SOURCE PASSAGE ▸
────

Back around the turn of the century, I put this book on my Amazon wish list for some reason, probably because someone or other had recommended it to me. I'm not usually much of a People magazine reader or Entertainment Tonight viewer, but I did enjoy Cintra Wilson's Salon columns back when I still read Salon.

So, ten years later I saw a cheap copy of this now out-of-print book and picked it up.

It's funny. It's also dated and repetitive. Nowadays I try to finish all the books I start, but I started skimming halfway through, not because A Massive Swelling is bad, but because after the first few essays, it's pretty much just more of the same.

Wilson's writing is satirical, scathing, over-the-top, tasteless, mean and snarky. The ironic and prescient passage below, about Michael Jackson, is a relatively mild sample:


I was worried for a long time that Michael was going to die soon; nobody I knew thought that Michael could live very long, particularly in his disgraced Short Eyes state, like Wat, the no-nosed man in the King Arthur legend who lived in the woods and bit children. I had a pseudomystical experience where I had a strange vision of Michael's autopsy photo. In many circles, bootlegs of this would be a very hot item that would get passed around the sicko cognoscenti in L.A. the same way that color Xeroxes of the police shot of Kurt Cobain after his suicide secretly made the rounds. Jesus, I thought, it's the only way the world will ever know what the poor little guy actually looked like under all those buckles, powder, and paste.


And herein is the problem: it's funny, if you like brutal deconstructions of big celebrities and the culture of fame, but Wilson writes like this throughout the book, a non-stop torrent of biting neologisms and pot shots in long blocks of text that make you picture her delivering these polemics in a blaze as high as the coke-addled celebrities she mocks.

Open to a random page and you'll find something cruel, true, and funny. But once you've read the first few essays, you've read them all. She just shifts target from one chapter to the next: Las Vegas, L.A., Celine Dion, Bruce Willis, plastic surgery, beauty pageants, the Hollywood Awards Ceremony, etc.

Wait, you're saying: Celine Dion? Bruce Willis? Weren't they famous, like, a geological age ago, in Hollywood years?

────

STORED DATA ▸
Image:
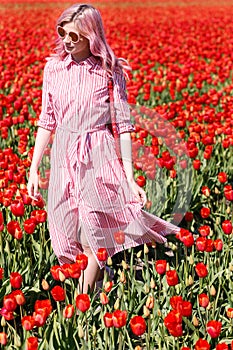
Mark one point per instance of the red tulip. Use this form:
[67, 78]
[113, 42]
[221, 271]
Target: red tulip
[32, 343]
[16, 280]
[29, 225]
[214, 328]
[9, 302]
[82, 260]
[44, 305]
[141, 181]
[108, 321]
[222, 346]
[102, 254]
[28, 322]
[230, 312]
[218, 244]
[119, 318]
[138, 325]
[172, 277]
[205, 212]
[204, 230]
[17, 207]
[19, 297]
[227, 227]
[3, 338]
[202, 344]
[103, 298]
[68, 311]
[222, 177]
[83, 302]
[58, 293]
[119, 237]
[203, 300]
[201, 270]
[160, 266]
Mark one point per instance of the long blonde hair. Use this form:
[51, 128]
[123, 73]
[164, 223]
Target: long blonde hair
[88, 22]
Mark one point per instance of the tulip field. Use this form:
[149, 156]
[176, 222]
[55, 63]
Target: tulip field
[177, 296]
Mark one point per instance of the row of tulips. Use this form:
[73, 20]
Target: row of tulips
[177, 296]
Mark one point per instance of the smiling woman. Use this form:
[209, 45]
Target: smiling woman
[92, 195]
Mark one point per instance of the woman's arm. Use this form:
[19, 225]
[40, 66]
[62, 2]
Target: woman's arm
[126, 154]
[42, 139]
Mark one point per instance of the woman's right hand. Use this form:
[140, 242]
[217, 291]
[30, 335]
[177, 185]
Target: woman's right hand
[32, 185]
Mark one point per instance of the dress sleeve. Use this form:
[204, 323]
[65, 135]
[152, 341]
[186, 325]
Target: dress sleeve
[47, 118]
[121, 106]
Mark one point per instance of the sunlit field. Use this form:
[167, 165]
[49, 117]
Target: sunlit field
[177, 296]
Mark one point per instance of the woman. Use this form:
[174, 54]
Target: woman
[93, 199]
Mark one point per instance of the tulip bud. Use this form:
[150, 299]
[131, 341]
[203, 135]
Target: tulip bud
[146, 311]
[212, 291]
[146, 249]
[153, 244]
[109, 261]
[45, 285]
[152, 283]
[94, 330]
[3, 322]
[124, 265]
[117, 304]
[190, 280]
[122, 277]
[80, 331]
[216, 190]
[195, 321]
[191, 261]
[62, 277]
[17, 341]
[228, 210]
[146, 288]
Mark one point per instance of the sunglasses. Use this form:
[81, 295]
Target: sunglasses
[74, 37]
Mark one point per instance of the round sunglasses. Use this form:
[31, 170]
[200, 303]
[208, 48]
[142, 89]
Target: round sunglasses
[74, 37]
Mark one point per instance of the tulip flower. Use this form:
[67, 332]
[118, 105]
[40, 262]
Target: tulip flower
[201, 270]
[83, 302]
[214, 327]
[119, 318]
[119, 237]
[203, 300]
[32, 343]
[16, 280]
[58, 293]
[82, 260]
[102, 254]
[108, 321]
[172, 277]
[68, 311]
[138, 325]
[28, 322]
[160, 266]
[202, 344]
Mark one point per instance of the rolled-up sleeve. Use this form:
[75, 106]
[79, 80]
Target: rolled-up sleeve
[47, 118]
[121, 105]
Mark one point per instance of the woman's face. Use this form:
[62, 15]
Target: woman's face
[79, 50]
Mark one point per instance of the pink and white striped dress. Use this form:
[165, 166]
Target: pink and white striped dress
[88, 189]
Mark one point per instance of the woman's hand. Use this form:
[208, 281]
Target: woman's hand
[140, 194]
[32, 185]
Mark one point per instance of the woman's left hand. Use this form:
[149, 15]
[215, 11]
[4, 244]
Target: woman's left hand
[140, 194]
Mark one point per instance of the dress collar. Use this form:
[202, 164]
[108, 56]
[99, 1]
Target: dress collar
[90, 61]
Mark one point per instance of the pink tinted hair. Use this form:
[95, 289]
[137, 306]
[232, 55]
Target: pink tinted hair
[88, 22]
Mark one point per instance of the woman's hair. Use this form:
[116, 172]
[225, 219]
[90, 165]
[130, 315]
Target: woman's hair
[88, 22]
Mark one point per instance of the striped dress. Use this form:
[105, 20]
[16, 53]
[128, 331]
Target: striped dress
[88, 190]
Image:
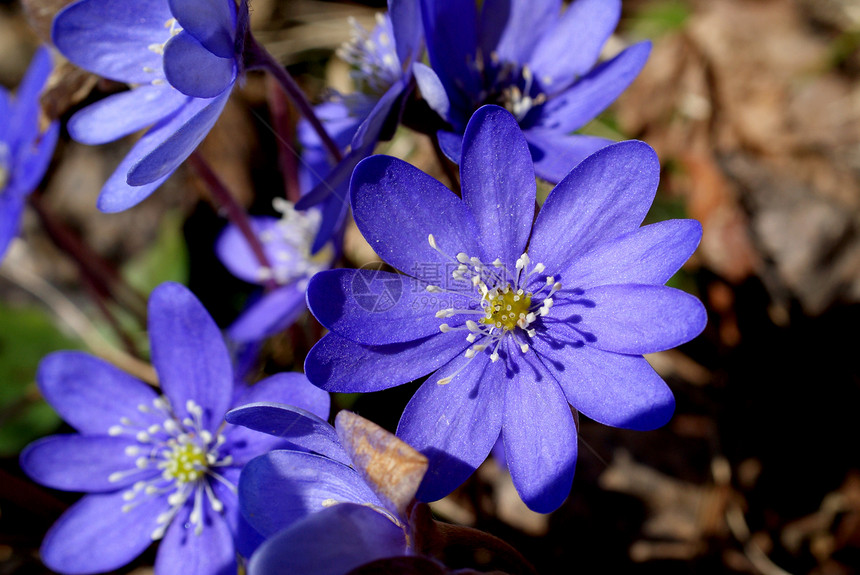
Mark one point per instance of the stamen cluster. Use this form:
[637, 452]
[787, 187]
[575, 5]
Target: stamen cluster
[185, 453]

────

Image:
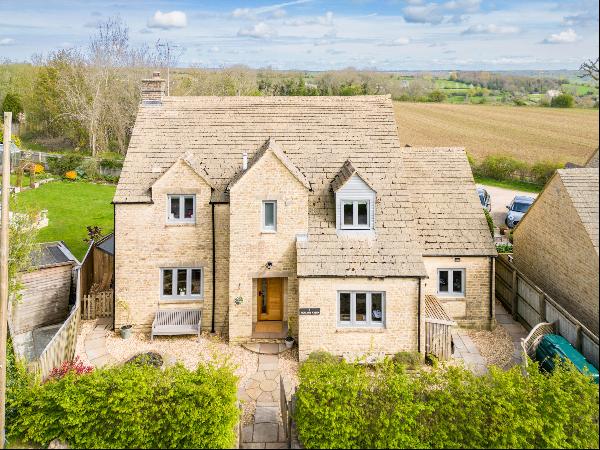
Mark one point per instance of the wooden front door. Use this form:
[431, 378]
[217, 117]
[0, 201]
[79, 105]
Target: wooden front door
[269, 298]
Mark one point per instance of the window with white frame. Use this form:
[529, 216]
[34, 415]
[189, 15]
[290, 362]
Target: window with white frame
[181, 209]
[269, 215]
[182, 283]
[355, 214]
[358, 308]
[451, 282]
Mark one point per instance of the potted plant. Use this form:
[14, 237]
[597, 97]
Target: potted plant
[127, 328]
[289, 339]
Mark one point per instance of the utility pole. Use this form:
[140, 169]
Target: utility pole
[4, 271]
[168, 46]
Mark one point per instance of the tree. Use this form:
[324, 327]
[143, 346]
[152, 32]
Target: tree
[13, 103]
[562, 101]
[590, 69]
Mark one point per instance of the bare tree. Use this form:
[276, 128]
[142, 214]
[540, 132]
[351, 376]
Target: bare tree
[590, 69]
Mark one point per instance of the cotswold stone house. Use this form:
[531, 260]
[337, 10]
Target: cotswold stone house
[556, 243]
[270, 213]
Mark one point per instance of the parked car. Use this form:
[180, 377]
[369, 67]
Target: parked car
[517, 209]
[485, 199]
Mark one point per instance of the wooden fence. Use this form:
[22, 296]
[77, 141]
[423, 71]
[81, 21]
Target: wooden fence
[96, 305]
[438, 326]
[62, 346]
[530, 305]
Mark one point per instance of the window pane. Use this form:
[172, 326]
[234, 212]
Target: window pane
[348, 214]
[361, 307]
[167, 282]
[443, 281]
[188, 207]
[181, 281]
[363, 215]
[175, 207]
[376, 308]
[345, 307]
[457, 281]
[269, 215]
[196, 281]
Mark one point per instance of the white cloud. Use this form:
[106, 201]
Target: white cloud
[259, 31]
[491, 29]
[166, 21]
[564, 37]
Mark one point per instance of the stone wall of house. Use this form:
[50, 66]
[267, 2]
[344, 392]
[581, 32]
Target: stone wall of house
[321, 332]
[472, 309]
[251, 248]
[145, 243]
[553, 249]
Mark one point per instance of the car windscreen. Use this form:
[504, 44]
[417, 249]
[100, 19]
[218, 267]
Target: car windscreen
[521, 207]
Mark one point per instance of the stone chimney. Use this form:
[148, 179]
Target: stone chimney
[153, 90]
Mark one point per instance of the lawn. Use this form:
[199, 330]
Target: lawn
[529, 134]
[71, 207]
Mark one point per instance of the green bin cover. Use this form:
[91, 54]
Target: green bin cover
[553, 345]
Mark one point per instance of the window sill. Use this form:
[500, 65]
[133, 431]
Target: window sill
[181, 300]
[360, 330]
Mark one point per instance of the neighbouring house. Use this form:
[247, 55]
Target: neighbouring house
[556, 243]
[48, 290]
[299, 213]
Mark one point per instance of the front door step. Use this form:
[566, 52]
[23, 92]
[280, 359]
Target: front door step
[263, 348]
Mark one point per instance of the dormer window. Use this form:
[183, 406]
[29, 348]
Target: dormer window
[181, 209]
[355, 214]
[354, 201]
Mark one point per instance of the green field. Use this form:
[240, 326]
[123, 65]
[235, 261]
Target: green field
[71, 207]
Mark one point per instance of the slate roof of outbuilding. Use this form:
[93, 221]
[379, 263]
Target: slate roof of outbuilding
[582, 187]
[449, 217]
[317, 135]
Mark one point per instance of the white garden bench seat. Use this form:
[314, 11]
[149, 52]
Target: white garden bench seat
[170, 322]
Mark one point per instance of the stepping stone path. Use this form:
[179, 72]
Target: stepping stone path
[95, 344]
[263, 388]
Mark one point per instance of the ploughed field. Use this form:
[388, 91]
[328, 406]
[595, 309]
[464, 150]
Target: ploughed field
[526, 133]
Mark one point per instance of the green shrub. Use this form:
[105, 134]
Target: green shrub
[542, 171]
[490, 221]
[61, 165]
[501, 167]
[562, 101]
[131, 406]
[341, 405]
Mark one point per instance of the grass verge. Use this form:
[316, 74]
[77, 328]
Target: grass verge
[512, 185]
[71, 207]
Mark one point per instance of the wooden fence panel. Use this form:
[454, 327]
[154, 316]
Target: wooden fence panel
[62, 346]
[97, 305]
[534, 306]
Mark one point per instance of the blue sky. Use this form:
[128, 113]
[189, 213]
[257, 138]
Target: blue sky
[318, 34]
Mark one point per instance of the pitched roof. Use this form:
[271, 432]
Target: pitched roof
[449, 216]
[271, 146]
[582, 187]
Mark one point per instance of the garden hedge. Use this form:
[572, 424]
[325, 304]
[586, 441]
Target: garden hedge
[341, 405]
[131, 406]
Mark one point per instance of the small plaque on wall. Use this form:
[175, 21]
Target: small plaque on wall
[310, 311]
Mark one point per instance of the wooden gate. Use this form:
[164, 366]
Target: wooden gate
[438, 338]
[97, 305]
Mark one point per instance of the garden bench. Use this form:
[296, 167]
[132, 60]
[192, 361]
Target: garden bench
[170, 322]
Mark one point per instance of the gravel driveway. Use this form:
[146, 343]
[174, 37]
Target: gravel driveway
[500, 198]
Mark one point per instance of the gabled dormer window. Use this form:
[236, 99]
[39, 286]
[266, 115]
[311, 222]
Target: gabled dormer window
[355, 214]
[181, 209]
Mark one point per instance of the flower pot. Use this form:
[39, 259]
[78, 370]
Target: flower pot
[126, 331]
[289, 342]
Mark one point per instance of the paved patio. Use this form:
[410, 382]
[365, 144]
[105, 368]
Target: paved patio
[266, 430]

────

TO DO ▸
**A.** In the review of A Massive Swelling, what did the reviewer start doing halfway through the book?
**B.** Proceed with the review of A Massive Swelling, picking up after its final sentence.
The items have nothing to do with the review of A Massive Swelling.

SOLVED TASKS ▸
**A.** The reviewer started skimming.

**B.**
Yeah, that's the other problem: A Massive Swelling was written in 2000. Any book snarking on celebrities and pop culture is going to be pretty dated after ten years. You'll still recognize most of the names Wilson points and laughs at, but they're mostly celebrities who are rarely seen nowadays except at award ceremonies and the occasional Oscar-bait film or celebrity shows for the desperate-to-be-remembered-again. So, no mention of Britney Spears or Lindsay Lohan or Paris Hilton or Brangelina. Survivor debuted in 2000, so this book missed the ensuing reality TV cataclysm, and it barely even mentions the Internet.

That said, if you like this kind of thing, it's funny and vicious and not yet so dated as to be completely irrelevant. Really, the underlying phenomenon Wilson talks about -- the pathetic, desperate grasp for celebrity and the general public who clings to any miserable scrap of reflected fame and schadenfreude they can get -- is as timely today as ever. She publishes actual letters from the mothers of tween girls to boy bands -- not the tween girls, their mothers -- that will shrivel whatever kind of genitalia you've got. Just replace 'N Sync with Justin Bieber, and it's still current.

Now excuse me, I have to go bleach my brain with a nice cleansing bath of Dickens or Tolstoy.


Verdict: If you see this in the dollar bin, it's worth picking up. Someday all the names in this book will be trivia questions, but the savage snark is timeless.